Material shown:
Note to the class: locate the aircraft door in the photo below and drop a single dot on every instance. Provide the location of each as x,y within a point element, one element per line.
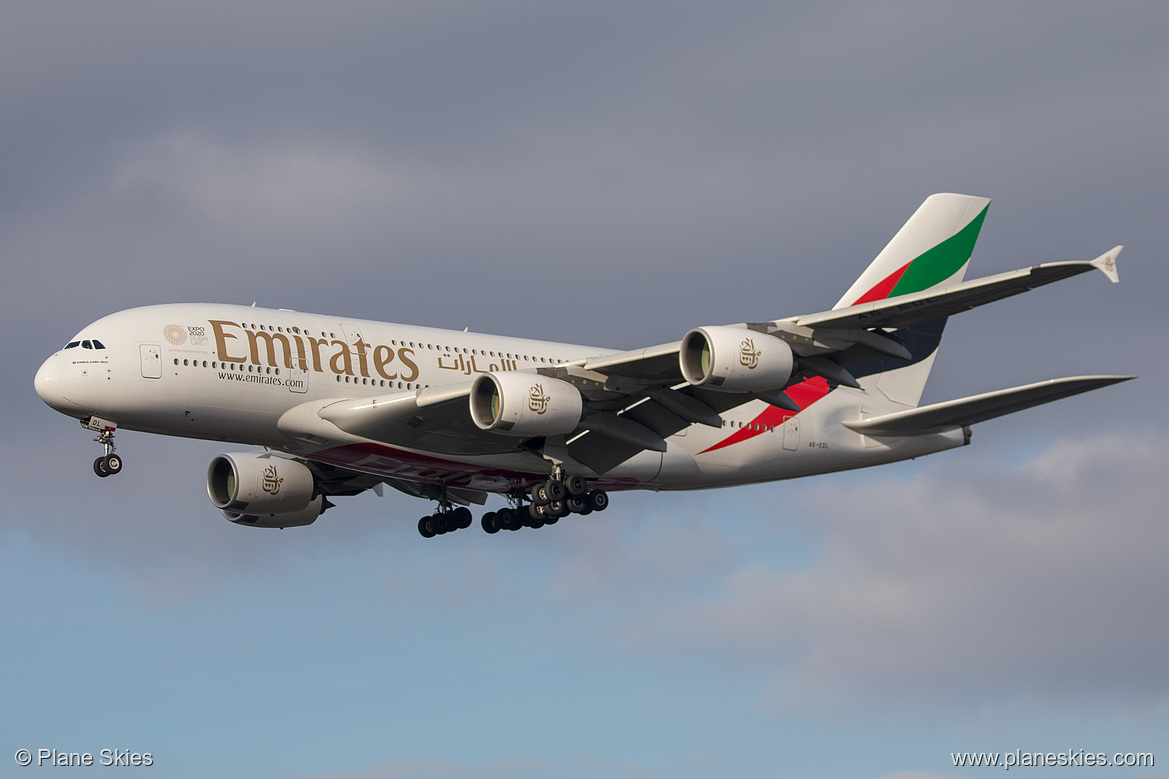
<point>791,434</point>
<point>151,358</point>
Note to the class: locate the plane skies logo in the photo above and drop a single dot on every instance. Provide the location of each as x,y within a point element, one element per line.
<point>537,400</point>
<point>747,354</point>
<point>272,481</point>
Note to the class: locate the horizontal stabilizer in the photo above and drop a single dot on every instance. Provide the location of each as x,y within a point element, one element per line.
<point>941,302</point>
<point>953,414</point>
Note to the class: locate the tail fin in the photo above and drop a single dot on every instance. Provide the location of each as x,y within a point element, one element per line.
<point>932,249</point>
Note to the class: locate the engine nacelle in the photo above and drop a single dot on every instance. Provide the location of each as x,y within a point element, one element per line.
<point>521,404</point>
<point>734,359</point>
<point>248,484</point>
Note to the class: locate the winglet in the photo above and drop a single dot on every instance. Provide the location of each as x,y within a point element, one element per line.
<point>1107,263</point>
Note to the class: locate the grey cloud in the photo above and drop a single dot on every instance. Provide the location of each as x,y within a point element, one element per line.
<point>1042,581</point>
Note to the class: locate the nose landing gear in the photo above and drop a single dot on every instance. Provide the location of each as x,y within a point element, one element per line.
<point>109,463</point>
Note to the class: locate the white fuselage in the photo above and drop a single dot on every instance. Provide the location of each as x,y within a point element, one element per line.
<point>233,373</point>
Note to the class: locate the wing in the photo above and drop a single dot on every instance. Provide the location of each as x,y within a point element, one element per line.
<point>635,400</point>
<point>965,412</point>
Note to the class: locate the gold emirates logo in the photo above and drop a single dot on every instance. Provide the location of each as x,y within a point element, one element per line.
<point>234,343</point>
<point>747,354</point>
<point>537,400</point>
<point>272,481</point>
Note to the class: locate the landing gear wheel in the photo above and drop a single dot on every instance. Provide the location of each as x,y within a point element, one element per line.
<point>575,484</point>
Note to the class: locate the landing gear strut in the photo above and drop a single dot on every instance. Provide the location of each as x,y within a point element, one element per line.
<point>552,500</point>
<point>109,463</point>
<point>444,521</point>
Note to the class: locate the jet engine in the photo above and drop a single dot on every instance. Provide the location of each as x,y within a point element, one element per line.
<point>734,359</point>
<point>521,404</point>
<point>263,490</point>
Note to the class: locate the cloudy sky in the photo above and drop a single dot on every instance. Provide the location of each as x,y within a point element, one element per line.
<point>610,173</point>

Task goal: Give back all of the entries above exactly, with the pictures excluded.

Exercise result:
Note to the class: locate the aircraft door in the photo below and drop a single dot on every instance. Provide the location of each as x,y within a point element, one element per line.
<point>791,434</point>
<point>151,358</point>
Note to the class: locate the plane skies logo in the photo above and drop a single dot on every instance. Provide the location of each as x,y within a point element, one element per line.
<point>537,400</point>
<point>747,354</point>
<point>272,481</point>
Note to the class: locate the horizontal stabilizer in the photo above and drop a single dot on every instance. Provide the location of each as x,y within a point element, one element per line.
<point>941,302</point>
<point>953,414</point>
Note to the class: locate the tail fin in the photo above and drop a single dot on every instance. Provide the location of each as x,y within a point element, one element per line.
<point>932,249</point>
Note to the class: locate the engine nacelle in the photo above and drop a single dot on every instance. Provide the location of each as x,y within a point element, one element per line.
<point>521,404</point>
<point>734,359</point>
<point>248,484</point>
Note to the class: locate the winglet in the photo above and drop a single dot on every instance. Provide the location of each as x,y within a point element, one element per line.
<point>1107,263</point>
Note to the class: locate the grey cloud in the photo above and drop a single dot on every instance. Provide the location of each as x,y within a point element, one element per line.
<point>1042,581</point>
Note to the class: locate the nose landing gear in the photo above and drop a single dot on every instance. Provide the location of each as x,y within a point element, one element per line.
<point>109,463</point>
Note to the class: locate the white fuselage in the photo above and drop a single dot on every instance. Provide the location of each as x,y within a point element, one element per line.
<point>233,373</point>
Note to the class: locate the wing in the photo above and drop a single dot on every instance. Provide the location of each as x,y within a point element, one element per line.
<point>635,400</point>
<point>965,412</point>
Note to the class: locate the gold emirates logo in the photo above and drop a single dot on every instance. Provide the location of each as x,y within a point element, one element per line.
<point>234,343</point>
<point>747,354</point>
<point>537,400</point>
<point>272,481</point>
Note to the class: locate the landing gear wheel in the photo above and drop a single dot on every instance. Provide the location of each as x,y within a point element, one element per line.
<point>575,484</point>
Note to the class: locate the landing gear strut in the photo above and drop a single dot on every instance. Provide the location of each as x,y within a point element, one element per line.
<point>552,500</point>
<point>109,463</point>
<point>444,521</point>
Note to the class: locate the jet engine in the photo above and drop a single dot on every instance. Provide the location of each as x,y within a point element, one element per line.
<point>734,359</point>
<point>521,404</point>
<point>263,490</point>
Note to the class: locate the cloudy sky in the photo above and drop a single dot on every instance. Provide the location of each as x,y within a point element, one element per line.
<point>610,173</point>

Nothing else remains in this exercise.